Region labeling items

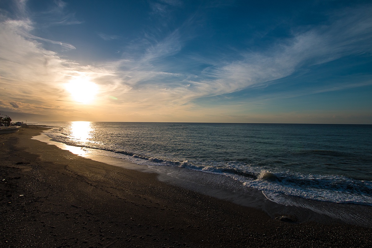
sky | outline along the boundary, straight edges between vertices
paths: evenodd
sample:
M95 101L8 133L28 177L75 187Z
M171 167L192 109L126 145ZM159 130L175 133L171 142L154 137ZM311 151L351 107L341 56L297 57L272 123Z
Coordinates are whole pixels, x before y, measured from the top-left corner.
M0 111L372 124L372 3L1 0Z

» WHAT IS REQUIRED
Rewrite these lines with "top-left corner" changed to "upper-left corner" and everything else kept the same. Leave the picture out.

» COMPLETED TASK
sky | outline along the boundary, straight edges between vertices
paths: evenodd
sample:
M95 101L8 133L28 177L75 187Z
M171 167L192 109L126 145ZM159 130L175 133L171 142L154 137ZM311 151L351 107L341 56L297 57L272 123Z
Coordinates are whole pixels, x before y, measured from the upper-left corner.
M0 111L372 124L372 3L1 0Z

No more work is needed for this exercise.